- [Study material]:
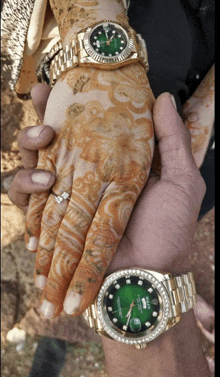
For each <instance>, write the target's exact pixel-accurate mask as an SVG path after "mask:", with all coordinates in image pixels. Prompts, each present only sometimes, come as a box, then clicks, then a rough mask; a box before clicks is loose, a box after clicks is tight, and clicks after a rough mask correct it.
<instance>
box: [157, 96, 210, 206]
mask: <svg viewBox="0 0 220 377" xmlns="http://www.w3.org/2000/svg"><path fill="white" fill-rule="evenodd" d="M153 119H154V126H155V133H156V137H157V139H158V141H159V142H158V146H159V151H160V155H161V165H162V169H161V180H166V181H169V182H171V183H173V184H178V185H179V186H182V187H183V188H184V190H185V192H188V189H187V190H186V187H187V188H188V187H189V186H190V187H191V188H192V187H193V190H194V192H195V198H197V199H198V203H199V202H200V201H201V200H202V199H201V198H203V196H204V194H205V183H204V180H203V179H202V177H201V174H200V172H199V170H198V168H197V166H196V164H195V161H194V158H193V155H192V150H191V137H190V133H189V131H188V130H187V128H186V126H185V124H184V123H183V122H182V120H181V118H180V116H179V114H178V113H177V111H176V107H175V104H174V102H173V100H172V97H171V95H170V94H169V93H163V94H161V95H160V96H159V97H158V98H157V100H156V102H155V105H154V109H153ZM190 192H191V191H190Z"/></svg>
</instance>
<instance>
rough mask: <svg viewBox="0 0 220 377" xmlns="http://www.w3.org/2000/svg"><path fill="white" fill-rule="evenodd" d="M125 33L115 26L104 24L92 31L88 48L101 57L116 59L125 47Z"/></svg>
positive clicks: (121, 52)
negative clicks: (106, 57)
mask: <svg viewBox="0 0 220 377" xmlns="http://www.w3.org/2000/svg"><path fill="white" fill-rule="evenodd" d="M127 44H128V37H127V35H126V32H125V31H124V30H123V28H122V27H120V26H119V25H117V24H114V23H110V22H105V23H102V24H100V25H98V26H97V27H96V28H95V29H93V31H92V33H91V36H90V46H91V47H92V49H93V50H94V52H95V53H96V54H98V55H101V56H103V57H108V58H109V57H110V58H111V57H116V56H118V55H120V54H121V53H122V52H123V51H124V50H125V49H126V47H127Z"/></svg>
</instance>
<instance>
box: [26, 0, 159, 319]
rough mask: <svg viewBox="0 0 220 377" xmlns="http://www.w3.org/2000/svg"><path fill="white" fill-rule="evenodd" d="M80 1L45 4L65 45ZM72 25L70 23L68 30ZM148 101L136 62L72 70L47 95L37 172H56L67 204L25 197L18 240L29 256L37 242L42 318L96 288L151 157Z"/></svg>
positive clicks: (113, 252)
mask: <svg viewBox="0 0 220 377" xmlns="http://www.w3.org/2000/svg"><path fill="white" fill-rule="evenodd" d="M108 4H109V2H108V1H107V0H106V1H104V2H103V3H102V8H101V10H100V8H99V2H98V1H97V2H94V1H92V2H90V4H89V6H90V7H92V8H90V11H91V9H93V12H90V13H89V14H90V15H91V17H94V20H95V21H98V20H102V19H103V18H104V13H103V12H104V11H105V9H106V10H108V11H109V7H108ZM87 5H88V2H87ZM87 5H83V4H82V2H81V1H79V2H77V1H75V2H74V6H73V7H72V8H71V9H69V8H68V10H67V7H65V6H63V2H62V3H60V2H51V7H52V9H53V11H54V14H55V17H56V18H57V22H58V24H59V25H60V33H61V36H62V38H63V41H64V44H65V43H66V41H68V38H69V37H70V36H71V38H72V36H73V35H74V33H76V32H77V31H79V30H81V28H82V26H84V25H85V20H86V17H85V18H83V20H82V17H81V14H82V13H77V12H78V11H79V9H80V10H82V9H83V8H82V7H83V6H85V8H84V10H85V9H86V8H87ZM60 7H63V11H62V12H61V10H60ZM79 7H81V8H79ZM112 9H113V12H112V14H111V19H112V20H114V19H116V20H118V21H119V19H120V20H121V22H124V23H126V22H127V19H126V16H125V13H124V11H123V8H122V4H121V3H120V2H118V1H116V2H115V7H111V10H112ZM87 10H88V9H87ZM67 11H68V17H67ZM65 12H66V13H65ZM63 13H64V14H66V16H65V17H63V16H62V15H63ZM83 14H84V15H86V12H84V11H83ZM122 15H123V17H122ZM71 17H72V18H71ZM77 17H78V18H77ZM114 17H115V18H114ZM122 18H123V20H122ZM65 19H66V21H65V22H66V24H65V25H64V24H63V23H62V20H63V22H64V20H65ZM71 19H72V20H74V22H72V25H74V26H72V28H70V29H68V26H66V25H69V26H70V25H71V22H70V21H68V20H71ZM83 21H84V22H83ZM153 101H154V99H153V95H152V92H151V90H150V88H149V83H148V80H147V78H146V74H145V72H144V70H143V67H142V66H141V64H139V63H138V64H133V65H130V66H127V67H123V68H120V69H117V70H115V71H114V72H109V71H106V72H100V71H98V70H96V69H88V68H87V69H83V68H79V67H78V68H76V69H74V71H70V72H68V73H67V74H65V75H64V76H63V77H62V78H61V80H60V82H59V83H57V84H56V86H55V88H54V89H53V91H52V92H51V95H50V98H49V101H48V106H47V111H46V116H45V119H44V123H46V124H48V125H50V126H52V127H53V129H54V130H55V138H54V140H53V142H52V143H51V145H50V146H49V147H48V148H47V149H45V150H42V151H41V152H40V156H39V164H38V169H41V170H43V169H46V170H48V171H49V172H50V173H51V177H52V176H54V175H56V182H55V186H54V187H53V191H54V192H55V193H56V194H61V193H62V192H63V191H67V192H68V193H69V194H71V200H70V202H68V201H64V202H63V203H62V204H60V205H58V204H57V203H56V202H55V200H54V197H53V196H52V195H50V196H49V197H48V193H45V192H44V193H42V194H41V195H35V196H32V198H31V202H30V206H29V210H28V214H27V223H26V227H27V232H26V237H25V238H26V244H27V247H28V248H29V250H31V251H36V248H37V245H38V243H39V247H38V251H37V258H36V274H35V275H36V282H39V281H41V283H42V281H44V284H45V283H46V277H47V276H48V279H47V285H46V287H45V289H44V292H43V296H42V300H43V308H44V314H45V315H47V316H49V317H52V316H56V315H58V314H59V313H60V311H61V310H62V307H63V301H64V298H65V294H66V291H67V289H68V287H69V291H68V293H69V294H70V297H72V299H71V301H74V300H75V301H77V304H78V306H79V304H81V307H80V308H79V307H78V308H77V307H75V309H76V310H75V313H74V314H80V313H81V312H82V311H83V310H84V309H85V307H86V306H88V304H89V303H90V302H91V300H92V298H93V297H94V295H95V294H96V292H97V289H98V287H99V285H100V284H101V280H102V278H103V276H104V273H105V270H106V268H107V266H108V264H109V263H110V261H111V259H112V257H113V255H114V253H115V250H116V248H117V245H118V243H119V241H120V239H121V237H122V234H123V231H124V229H125V227H126V224H127V221H128V219H129V216H130V214H131V211H132V209H133V206H134V204H135V201H136V200H137V198H138V196H139V194H140V192H141V190H142V189H143V187H144V185H145V183H146V181H147V176H148V173H149V168H150V165H151V160H152V154H153V132H152V105H153ZM54 109H55V111H54ZM103 125H104V126H103ZM119 130H120V132H119ZM107 136H108V137H107ZM119 150H120V151H121V153H118V151H119ZM109 151H111V152H110V155H109ZM115 151H117V152H116V153H113V152H115ZM109 157H110V158H109ZM44 183H45V180H44ZM38 184H39V181H38ZM46 203H47V204H46ZM121 203H123V204H121ZM45 205H46V206H45ZM97 208H98V211H97ZM43 210H44V213H43ZM94 215H95V217H94ZM42 216H43V217H42ZM93 217H94V220H93ZM41 220H42V223H41ZM91 224H92V225H91ZM90 225H91V227H90ZM88 230H89V233H88ZM87 233H88V234H87ZM39 238H40V240H39ZM73 240H74V241H73ZM63 250H65V251H63ZM83 250H85V251H86V252H85V253H84V254H83V258H82V259H81V261H80V264H81V266H80V265H79V266H80V268H77V265H78V262H79V260H80V258H81V255H82V252H83ZM76 268H77V269H76ZM74 273H75V274H74ZM73 274H74V278H73V280H72V281H71V279H72V277H73ZM43 278H44V279H43ZM70 282H71V283H70ZM44 284H41V288H43V286H44ZM38 286H39V284H38ZM67 298H68V297H67ZM49 303H51V304H52V305H51V304H49ZM73 308H74V306H73V305H72V309H73ZM66 311H67V312H68V310H67V308H66ZM70 314H72V313H70Z"/></svg>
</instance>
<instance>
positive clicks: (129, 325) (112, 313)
mask: <svg viewBox="0 0 220 377" xmlns="http://www.w3.org/2000/svg"><path fill="white" fill-rule="evenodd" d="M103 305H104V306H105V308H106V315H107V316H108V317H109V319H110V321H111V323H112V325H114V327H116V328H118V329H119V330H121V331H125V332H126V333H131V334H140V333H143V332H145V331H146V330H148V329H150V328H151V329H152V328H153V327H154V324H155V322H156V320H157V318H158V316H159V313H160V300H159V296H158V293H157V290H156V289H155V287H154V286H153V285H152V283H151V282H149V281H148V280H147V279H144V278H142V277H139V276H132V275H126V276H123V277H121V278H119V279H117V280H116V281H114V283H112V284H111V285H110V286H109V288H108V289H107V291H106V294H105V297H104V301H103Z"/></svg>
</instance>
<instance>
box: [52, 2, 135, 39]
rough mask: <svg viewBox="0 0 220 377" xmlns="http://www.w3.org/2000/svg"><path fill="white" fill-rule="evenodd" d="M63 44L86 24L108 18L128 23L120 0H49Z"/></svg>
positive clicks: (107, 18) (103, 19) (95, 21)
mask: <svg viewBox="0 0 220 377" xmlns="http://www.w3.org/2000/svg"><path fill="white" fill-rule="evenodd" d="M50 5H51V9H52V10H53V13H54V16H55V18H56V21H57V24H58V25H59V31H60V36H61V39H62V41H63V44H64V46H65V45H66V44H68V43H69V42H70V41H71V40H72V38H74V36H75V35H76V33H77V32H79V31H81V30H82V29H84V28H85V26H87V25H92V24H94V23H95V22H98V21H102V20H104V19H108V20H111V21H117V22H120V23H122V24H124V25H128V18H127V16H126V13H125V9H124V6H123V4H122V1H121V0H102V1H100V0H89V1H85V0H68V1H62V0H50Z"/></svg>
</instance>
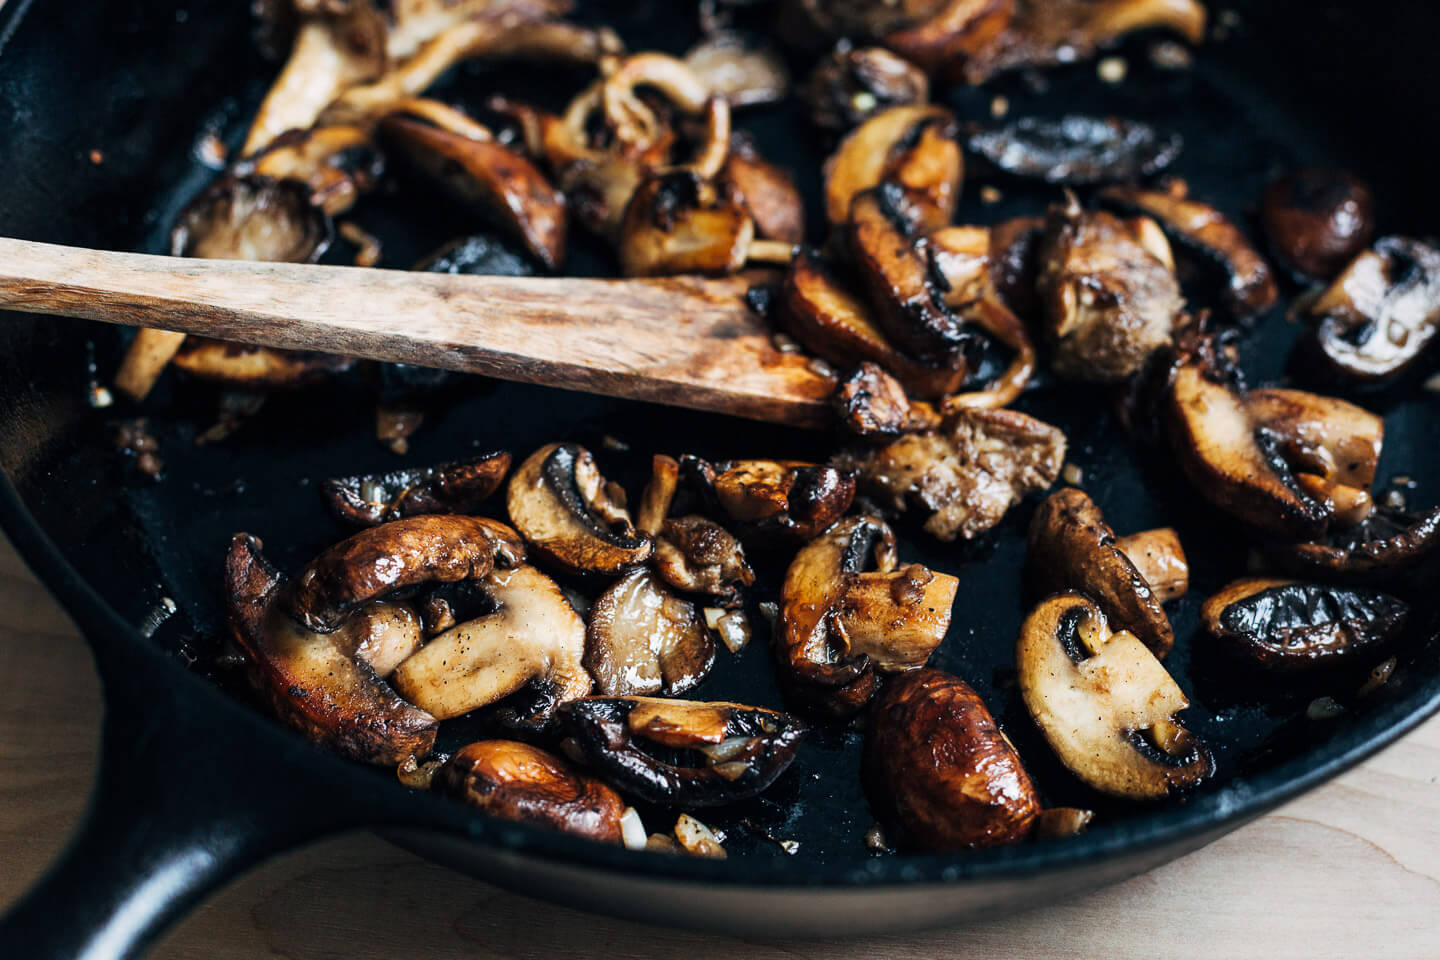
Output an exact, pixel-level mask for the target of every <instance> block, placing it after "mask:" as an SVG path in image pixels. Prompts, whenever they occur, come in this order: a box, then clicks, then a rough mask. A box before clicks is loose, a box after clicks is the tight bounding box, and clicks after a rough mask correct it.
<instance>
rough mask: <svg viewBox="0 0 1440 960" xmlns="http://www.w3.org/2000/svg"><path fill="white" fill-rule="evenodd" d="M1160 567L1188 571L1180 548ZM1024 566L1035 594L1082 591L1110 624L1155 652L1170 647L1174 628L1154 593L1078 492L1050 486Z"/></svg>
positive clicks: (1082, 592) (1039, 515) (1088, 497)
mask: <svg viewBox="0 0 1440 960" xmlns="http://www.w3.org/2000/svg"><path fill="white" fill-rule="evenodd" d="M1155 543H1156V545H1159V544H1161V543H1162V541H1155ZM1175 545H1176V547H1178V541H1176V543H1175ZM1165 566H1166V567H1176V566H1178V567H1179V570H1181V574H1182V577H1184V576H1188V574H1185V569H1187V564H1185V554H1184V553H1179V556H1178V557H1176V556H1174V554H1169V556H1168V557H1165ZM1030 570H1031V576H1032V579H1034V581H1035V589H1037V593H1038V594H1048V593H1061V592H1064V590H1074V592H1079V593H1083V594H1086V596H1087V597H1090V599H1092V600H1094V603H1096V606H1099V607H1100V610H1102V612H1103V613H1104V616H1106V619H1107V620H1109V622H1110V623H1113V625H1116V626H1117V628H1123V629H1126V630H1129V632H1130V633H1133V635H1135V636H1138V638H1139V639H1140V642H1142V643H1145V646H1148V648H1149V649H1151V652H1152V653H1155V656H1165V655H1166V653H1169V649H1171V646H1174V643H1175V630H1174V629H1172V628H1171V622H1169V617H1166V616H1165V609H1164V607H1162V606H1161V599H1159V596H1156V593H1155V590H1152V589H1151V584H1149V581H1148V580H1146V579H1145V576H1143V574H1142V573H1140V571H1139V569H1138V567H1136V566H1135V563H1132V561H1130V557H1129V556H1128V554H1126V553H1125V551H1123V550H1122V548H1120V545H1119V541H1117V540H1116V537H1115V531H1113V530H1110V527H1109V524H1106V522H1104V515H1103V514H1102V512H1100V508H1099V507H1096V504H1094V501H1093V499H1090V497H1089V495H1087V494H1086V492H1084V491H1079V489H1074V488H1067V489H1061V491H1056V492H1054V494H1051V495H1050V497H1048V498H1047V499H1045V502H1044V504H1041V505H1040V510H1037V511H1035V517H1034V520H1032V521H1031V524H1030Z"/></svg>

- [Work request]: Output the lines above exactly, but only those between the line holding "negative clicks: (106, 57)" and the line holding "box: [26, 0, 159, 319]", inclusive.

- [Finished task]:
negative clicks: (106, 57)
mask: <svg viewBox="0 0 220 377" xmlns="http://www.w3.org/2000/svg"><path fill="white" fill-rule="evenodd" d="M127 44H128V37H127V35H126V32H125V31H124V30H123V28H122V27H120V26H119V25H117V24H114V23H110V22H105V23H102V24H100V25H98V26H97V27H96V28H95V29H93V31H92V33H91V36H90V46H91V47H92V49H93V50H94V52H95V53H96V54H98V55H101V56H103V57H108V58H109V57H110V58H111V57H116V56H118V55H120V54H121V53H122V52H123V51H124V50H125V49H126V47H127Z"/></svg>
</instance>
<instance>
box: [26, 0, 159, 319]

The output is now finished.